» Exercise objective: Copy out every line of the data below unchanged, keeping the original order.

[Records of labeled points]
================================

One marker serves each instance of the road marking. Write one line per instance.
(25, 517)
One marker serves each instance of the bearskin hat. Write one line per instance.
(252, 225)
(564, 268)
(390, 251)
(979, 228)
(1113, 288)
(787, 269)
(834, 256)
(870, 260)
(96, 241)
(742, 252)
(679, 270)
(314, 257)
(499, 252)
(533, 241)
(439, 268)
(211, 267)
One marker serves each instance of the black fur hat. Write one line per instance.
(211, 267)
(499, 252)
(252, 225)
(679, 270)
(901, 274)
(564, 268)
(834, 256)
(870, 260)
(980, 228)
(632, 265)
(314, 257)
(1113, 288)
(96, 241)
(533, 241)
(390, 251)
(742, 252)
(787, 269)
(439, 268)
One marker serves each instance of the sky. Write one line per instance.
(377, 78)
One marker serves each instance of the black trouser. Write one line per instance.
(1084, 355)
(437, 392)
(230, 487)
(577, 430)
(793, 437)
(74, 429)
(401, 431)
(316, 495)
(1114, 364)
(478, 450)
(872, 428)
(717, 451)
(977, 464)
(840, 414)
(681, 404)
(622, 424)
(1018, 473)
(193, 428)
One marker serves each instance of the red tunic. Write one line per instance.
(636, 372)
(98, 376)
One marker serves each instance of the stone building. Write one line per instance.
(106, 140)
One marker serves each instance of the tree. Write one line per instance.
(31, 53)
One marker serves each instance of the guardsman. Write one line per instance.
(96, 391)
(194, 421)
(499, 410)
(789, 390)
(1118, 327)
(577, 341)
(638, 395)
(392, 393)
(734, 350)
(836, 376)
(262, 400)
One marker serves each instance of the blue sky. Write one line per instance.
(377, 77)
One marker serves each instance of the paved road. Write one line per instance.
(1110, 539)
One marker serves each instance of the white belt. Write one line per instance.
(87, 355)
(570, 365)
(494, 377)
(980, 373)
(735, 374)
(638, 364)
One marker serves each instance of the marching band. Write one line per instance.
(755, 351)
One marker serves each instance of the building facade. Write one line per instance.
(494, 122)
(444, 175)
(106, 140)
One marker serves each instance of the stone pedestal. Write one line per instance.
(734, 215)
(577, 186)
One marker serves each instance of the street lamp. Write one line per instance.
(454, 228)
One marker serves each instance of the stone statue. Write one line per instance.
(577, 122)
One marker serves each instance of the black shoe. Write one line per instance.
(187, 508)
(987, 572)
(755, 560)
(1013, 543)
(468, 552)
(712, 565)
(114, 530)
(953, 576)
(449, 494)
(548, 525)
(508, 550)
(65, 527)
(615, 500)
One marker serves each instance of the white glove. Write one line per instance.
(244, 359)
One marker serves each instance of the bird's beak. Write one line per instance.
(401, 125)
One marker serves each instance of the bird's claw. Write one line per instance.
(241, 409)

================================

» Full response:
One marker serves each instance of the road marking. Write one line per instance.
(25, 517)
One marker serves each instance of the bearskin hat. Write one line per instance.
(252, 225)
(564, 268)
(390, 251)
(979, 228)
(1113, 288)
(787, 269)
(834, 256)
(870, 260)
(96, 241)
(742, 252)
(679, 270)
(314, 257)
(499, 252)
(533, 241)
(439, 268)
(211, 267)
One marker serves each instance of the black fur hat. Write one line per instance.
(211, 267)
(499, 252)
(252, 225)
(679, 270)
(901, 274)
(564, 268)
(834, 256)
(870, 260)
(980, 228)
(632, 265)
(314, 257)
(1113, 288)
(96, 241)
(533, 241)
(390, 251)
(742, 252)
(787, 269)
(439, 268)
One marker serves each instance of the sky. Write one line per instance.
(377, 78)
One marker serves each instance of the black trouser. Write one line per instance.
(1084, 355)
(437, 392)
(230, 487)
(577, 430)
(793, 437)
(74, 429)
(401, 431)
(316, 495)
(1114, 364)
(478, 450)
(872, 428)
(717, 451)
(977, 464)
(840, 414)
(681, 404)
(622, 424)
(1018, 473)
(193, 428)
One marker serves each instance of the red tunic. Write one line per instance.
(636, 372)
(98, 376)
One marker serves each instance of the stone building. Write one line per instance.
(106, 140)
One marker serves each instance of the tree. Write one line per instance.
(31, 53)
One marker serves each instance of the guardsman. Write one line per instance.
(96, 391)
(194, 421)
(499, 410)
(789, 390)
(1118, 327)
(577, 341)
(638, 395)
(392, 393)
(734, 350)
(836, 376)
(262, 400)
One marker serves each instance of the blue sky. Write one line per instance.
(377, 77)
One marker serves each instance of the paved road. Write one line per instance.
(1110, 539)
One marker serves each instance of the white belt. Write one line per instance.
(87, 355)
(570, 365)
(494, 377)
(980, 373)
(735, 374)
(638, 364)
One marker serves each instance of the marching band. Write one line per instance.
(755, 351)
One marker serves each instance of the building facade. Write one line per instance.
(494, 122)
(444, 175)
(106, 140)
One marker serves each instance of the stone pedestal. Write one line per instance.
(734, 215)
(577, 186)
One marker serves each instance of the street lamp. Write one line per instance.
(454, 228)
One marker serves each instance of the stone statue. Write one line per instance.
(577, 122)
One marker serves each instance of the black shoe. Write one line per instance.
(187, 508)
(987, 572)
(755, 560)
(1013, 543)
(468, 552)
(712, 565)
(114, 530)
(953, 576)
(449, 494)
(548, 525)
(508, 550)
(65, 527)
(615, 500)
One marker serves each instance of the white glove. Write one line per instance.
(244, 359)
One marker serves each instance of the bird's beak. Write one line per instance.
(401, 125)
One marker serves each instance of the bird's claw. Write one line per instance.
(241, 409)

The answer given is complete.